* 文本摘录 *

李烈:监制一定要比导演冷酷

2011-04-20 09:34马翠轩
电影 2011年8期
关键词:罗大佑男孩

文/马翠轩

李烈,台湾身份最多元的电影人之一,被誉为当今台湾电影界“监制一姐”上世纪70到80年代家喻户晓的演艺红星,曾主演多部脍炙人口的电视及电影作品,后来跨足电视制片、演员经纪人行业。2008年首次担任电影监制,力捧新生代导演杨雅,让《囧男孩》重现台湾电影许久未见的儿童友情电影类型热,在观众口碑与电影票房皆获双赢。第二部担纲监制的黑帮动作类型片《艋舺》,创新台湾商业电影行销模式,从电影前期便加入整体宣传概念,带动一波波话题风潮,更创下首部国片首周破亿的奇迹票房纪录。连续两部电影的亮眼表现,证明“演而优则制”的李烈,拥有对于台湾电影市场的精准眼光及行销操盘功力,也成为台湾电影的品牌保证。

2010年,在媒体的年度权力榜盘点中,有个清丽台湾女人意外地一跃进榜,香港著名监制文隽点评她是实至名归。没有背景,没有财团资助,仅靠个人眼光、能力和才华,使台湾电影重燃希望的大旗手。在所有的颁奖礼上,她总是淡定自若,笑容灿烂,素面朝天不减俏丽,绝对的无龄美女,当你的目光落在她的名片上,当你看到李烈两字,你突然如受电击,是的,你会想起《一剪梅》、《含羞草》这些年代久远的台湾剧,然后你又想起上世纪90年代末陪伴在罗大佑身边的她,从玉女到知己,再到干练的台湾电影监制一姐,李烈这大半生过得可算异彩纷呈。

最红的八点档女星,转去当音乐教父的女朋友

父亲给她取名“李烈”,与大多台湾女生的名字相比,太过硬邦邦。或许真是名字暗示了性格,李烈从来就没有台湾女子的温婉低回,她著名的是急噪、暴脾气。

* 数据摘录 *

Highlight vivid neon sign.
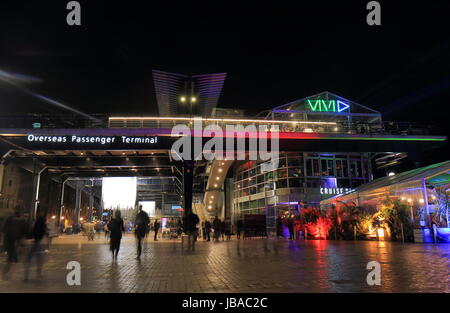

* 练习题目 *
- a) 用两句话概括这篇关于李烈的文章。
- b) 在这篇关于李烈的文章里，是哪位香港著名监制点评她进入年度权力榜是实至名归？
- c) 请从这篇关于李烈的文章的最后一句之后接着往下写。

* 参考答案 *
- a) 李烈是上世纪70到80年代家喻户晓的台湾演艺红星，后来跨足电视制片和演员经纪人行业，2008年起担任电影监制，被誉为台湾电影界的“监制一姐”。她监制的《囧男孩》在口碑与票房上获得双赢，《艋舺》则创下首部国片首周票房破亿的纪录。

- b) 文隽。

- c)
但就是这样的李烈,放在屏幕上,却是《一剪梅》、《天长地久》中楚楚可怜的女主角。上个世纪80年代是李烈最红的时代。从星期一到星期五,每天晚上八点档都可以看到她主演的不同的连续剧。当所有人以为她享受于其中时,李烈却已经在计划逃离。“我觉得自己是工厂的流水作业。觉得日子如果这样过下去,整个人就会被榨干。”

她首先选择的逃离方式竟然是结婚。对象是《蒂蒂日记》中的搭档毛学维。那一年李烈23岁。“其实结婚前一天已经后悔,发现自己根本不爱这个人。可是那时候已经不能不结了。”就是这样一场“儿戏”,两年后宣告结束。

然后她下海经商,到大连做成衣生意。事实上,无论是来内地,还是做生意,都离她之前的生活太过遥远。但她说:“就因为没做过,才觉得好玩”,结果一头扎进去,5年赔掉了1000万新台币。

回到台湾,李烈沉寂了很久。事业没有了,好在,当时的她已经有了恋人罗大佑。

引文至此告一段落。